→ **ЦЕЛЬ ЗАДАНИЯ**
Пожалуйста, перепишите дословно из отрывка о Сальери и Петре Верховенском участок от слов «В том-то и ирония, в» до слов «сами и начинали.» включительно.

Но если Сальери заколебался в своем убеждении, если Раскольников отшатнулся от своей теории, если испугался своей вседозволенности Иван Карамазов и даже инквизитор освободил Христа, то Петр Верховенский, в сущности, убежден, что Моцарт прав. Он, если угодно, прямо исходит из этого. Но что выводит он отсюда? По-своему он логичен. Если «гений и злодейство – две вещи несовместные», то потому-то именно и не надо никаких гениев. Если совесть убивает тебя, значит, надо убить совесть, и да здравствует «право на бесчестье»! Если «кровь по совести» невозможна, пусть льется она без всякой совести: «Первым делом понижается уровень образования, наук и талантов. Высокий уровень науки и талантов доступен только высшим способностям, не надо высших способностей! <…> Цицерону отрезывается язык, Копернику выкалывают глаза, Шекспир побивается каменьями… <…> Горы сравнять – хорошая мысль, не смешная…Не надо образования, довольно науки! И без науки хватит материалу на тысячу лет, но надо устроиться послушанию. В мире одного только недостает, послушания. Жажда образования есть уже жажда аристократическая. <…> Мы всякого гения потушим в младенчестве. Все к одному знаменателю, полное равенство. <…> Необходимо лишь необходимое, вот девиз земного шара отселе. Но нужна и судорога; об этом позаботимся мы, правители. <…> Полное послушание, полная безличность… <…> Раскачка такая пойдет, какой еще мир не видал…»

Вот картинка, от которой Сальери наверняка бы отшатнулся, но это картинка, к живописанию которой он тоже приложил свою руку.

В том-то и ирония, в том-то и малоутешительная справедливость, что конечная реализация сальериевских идей оборачивается и против самих Сальери. Уж при царствовании Петра Верховенского не только бы стали «душить в младенчестве» Моцартов, но и всем Сальери не удалось бы спастись в той раскачке, которую они сами и начинали.

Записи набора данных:
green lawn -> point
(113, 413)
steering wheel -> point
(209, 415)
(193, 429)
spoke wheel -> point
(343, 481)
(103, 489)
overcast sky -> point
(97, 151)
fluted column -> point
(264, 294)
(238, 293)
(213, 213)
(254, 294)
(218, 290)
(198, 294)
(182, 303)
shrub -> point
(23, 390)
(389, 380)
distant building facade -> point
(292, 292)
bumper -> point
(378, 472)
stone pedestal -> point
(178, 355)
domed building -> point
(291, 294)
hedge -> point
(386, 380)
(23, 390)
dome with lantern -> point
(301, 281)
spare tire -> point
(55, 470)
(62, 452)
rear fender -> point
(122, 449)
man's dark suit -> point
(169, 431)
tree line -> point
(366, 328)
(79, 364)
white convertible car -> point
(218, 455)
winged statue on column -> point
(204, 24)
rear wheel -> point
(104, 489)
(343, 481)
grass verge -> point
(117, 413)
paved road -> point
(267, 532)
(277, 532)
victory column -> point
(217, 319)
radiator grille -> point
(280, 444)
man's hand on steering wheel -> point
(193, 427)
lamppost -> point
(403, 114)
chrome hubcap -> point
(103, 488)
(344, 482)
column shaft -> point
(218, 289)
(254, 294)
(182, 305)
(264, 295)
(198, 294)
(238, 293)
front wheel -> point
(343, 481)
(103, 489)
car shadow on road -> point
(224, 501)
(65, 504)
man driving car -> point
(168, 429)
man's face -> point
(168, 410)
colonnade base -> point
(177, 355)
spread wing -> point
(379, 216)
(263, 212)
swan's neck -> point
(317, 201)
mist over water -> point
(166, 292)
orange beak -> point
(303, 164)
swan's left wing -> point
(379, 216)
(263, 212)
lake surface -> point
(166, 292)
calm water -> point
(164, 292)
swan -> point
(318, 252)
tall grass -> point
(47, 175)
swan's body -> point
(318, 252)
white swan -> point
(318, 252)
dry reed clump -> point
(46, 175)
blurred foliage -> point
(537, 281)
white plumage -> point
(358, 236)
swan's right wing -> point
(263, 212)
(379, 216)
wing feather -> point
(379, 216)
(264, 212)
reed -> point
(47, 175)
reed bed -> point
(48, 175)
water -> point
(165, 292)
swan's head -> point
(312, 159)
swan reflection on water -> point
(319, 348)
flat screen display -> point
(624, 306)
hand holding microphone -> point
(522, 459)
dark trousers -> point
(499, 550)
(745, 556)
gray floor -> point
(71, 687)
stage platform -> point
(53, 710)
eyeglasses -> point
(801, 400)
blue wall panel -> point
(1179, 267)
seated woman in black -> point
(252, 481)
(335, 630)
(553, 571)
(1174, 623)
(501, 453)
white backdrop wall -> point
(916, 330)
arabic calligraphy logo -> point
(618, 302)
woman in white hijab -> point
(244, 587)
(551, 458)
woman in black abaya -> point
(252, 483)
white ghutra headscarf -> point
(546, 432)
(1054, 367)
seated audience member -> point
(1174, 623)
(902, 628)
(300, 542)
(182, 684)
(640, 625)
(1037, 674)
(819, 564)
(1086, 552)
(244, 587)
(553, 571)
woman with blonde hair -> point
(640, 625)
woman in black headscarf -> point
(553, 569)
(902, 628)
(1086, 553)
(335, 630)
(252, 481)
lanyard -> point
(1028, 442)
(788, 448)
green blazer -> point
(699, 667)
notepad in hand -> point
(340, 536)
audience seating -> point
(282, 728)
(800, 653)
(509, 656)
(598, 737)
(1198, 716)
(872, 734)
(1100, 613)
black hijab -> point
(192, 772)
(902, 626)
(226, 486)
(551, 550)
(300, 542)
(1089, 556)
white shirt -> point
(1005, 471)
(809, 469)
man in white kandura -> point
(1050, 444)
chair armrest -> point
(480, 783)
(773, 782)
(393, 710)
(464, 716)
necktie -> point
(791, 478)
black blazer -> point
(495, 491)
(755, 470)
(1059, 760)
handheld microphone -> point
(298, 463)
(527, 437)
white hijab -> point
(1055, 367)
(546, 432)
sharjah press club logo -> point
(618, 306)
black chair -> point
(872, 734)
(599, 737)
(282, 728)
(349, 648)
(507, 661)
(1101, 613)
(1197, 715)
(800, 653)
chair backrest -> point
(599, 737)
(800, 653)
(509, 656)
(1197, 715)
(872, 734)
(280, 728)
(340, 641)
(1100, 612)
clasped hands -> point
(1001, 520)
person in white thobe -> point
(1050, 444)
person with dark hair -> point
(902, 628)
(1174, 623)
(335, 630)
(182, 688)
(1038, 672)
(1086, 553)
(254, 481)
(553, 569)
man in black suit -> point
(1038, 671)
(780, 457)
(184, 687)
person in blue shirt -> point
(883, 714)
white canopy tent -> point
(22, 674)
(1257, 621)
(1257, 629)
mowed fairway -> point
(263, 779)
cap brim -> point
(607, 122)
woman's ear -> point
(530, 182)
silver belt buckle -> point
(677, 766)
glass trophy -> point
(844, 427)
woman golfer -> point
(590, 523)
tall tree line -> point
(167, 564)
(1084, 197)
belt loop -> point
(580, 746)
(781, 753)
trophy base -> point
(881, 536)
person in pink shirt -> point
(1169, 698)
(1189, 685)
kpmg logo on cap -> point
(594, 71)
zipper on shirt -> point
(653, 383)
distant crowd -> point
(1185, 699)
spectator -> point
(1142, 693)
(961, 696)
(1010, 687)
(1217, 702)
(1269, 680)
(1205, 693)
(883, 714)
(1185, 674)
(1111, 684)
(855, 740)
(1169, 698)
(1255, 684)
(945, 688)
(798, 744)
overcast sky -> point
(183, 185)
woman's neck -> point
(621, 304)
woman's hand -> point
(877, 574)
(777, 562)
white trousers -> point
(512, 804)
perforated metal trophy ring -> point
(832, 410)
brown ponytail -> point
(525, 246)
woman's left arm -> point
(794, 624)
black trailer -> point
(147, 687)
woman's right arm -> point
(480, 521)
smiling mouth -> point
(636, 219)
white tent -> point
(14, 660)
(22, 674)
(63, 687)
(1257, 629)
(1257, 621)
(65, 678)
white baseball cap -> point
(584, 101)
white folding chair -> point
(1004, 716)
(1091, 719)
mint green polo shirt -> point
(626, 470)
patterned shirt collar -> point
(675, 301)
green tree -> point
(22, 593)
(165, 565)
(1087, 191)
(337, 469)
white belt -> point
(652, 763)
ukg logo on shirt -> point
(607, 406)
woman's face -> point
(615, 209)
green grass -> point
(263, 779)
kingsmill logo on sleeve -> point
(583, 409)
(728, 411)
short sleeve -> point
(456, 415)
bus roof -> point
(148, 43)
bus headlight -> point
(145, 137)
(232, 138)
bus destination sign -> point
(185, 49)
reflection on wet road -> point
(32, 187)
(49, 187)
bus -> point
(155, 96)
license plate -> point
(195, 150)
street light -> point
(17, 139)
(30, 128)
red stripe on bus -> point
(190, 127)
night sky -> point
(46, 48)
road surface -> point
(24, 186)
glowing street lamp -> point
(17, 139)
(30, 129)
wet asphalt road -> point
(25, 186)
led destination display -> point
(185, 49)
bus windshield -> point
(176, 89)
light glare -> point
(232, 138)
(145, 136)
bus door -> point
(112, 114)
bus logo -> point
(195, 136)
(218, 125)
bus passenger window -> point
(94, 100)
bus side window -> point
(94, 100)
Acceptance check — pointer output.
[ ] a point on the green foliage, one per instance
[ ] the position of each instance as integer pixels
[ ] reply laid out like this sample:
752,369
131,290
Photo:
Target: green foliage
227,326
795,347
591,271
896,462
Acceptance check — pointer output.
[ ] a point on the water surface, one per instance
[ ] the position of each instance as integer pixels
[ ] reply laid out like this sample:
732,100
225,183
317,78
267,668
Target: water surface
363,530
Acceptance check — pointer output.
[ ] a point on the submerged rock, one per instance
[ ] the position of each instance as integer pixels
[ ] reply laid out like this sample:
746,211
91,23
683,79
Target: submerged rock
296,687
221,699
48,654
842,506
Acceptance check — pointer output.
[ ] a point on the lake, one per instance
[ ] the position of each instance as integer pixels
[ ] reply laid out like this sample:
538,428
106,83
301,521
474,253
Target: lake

→ **ПРАВИЛЬНЫЙ РЕЗУЛЬТАТ**
В том-то и ирония, в том-то и малоутешительная справедливость, что конечная реализация сальериевских идей оборачивается и против самих Сальери. Уж при царствовании Петра Верховенского не только бы стали «душить в младенчестве» Моцартов, но и всем Сальери не удалось бы спастись в той раскачке, которую они сами и начинали.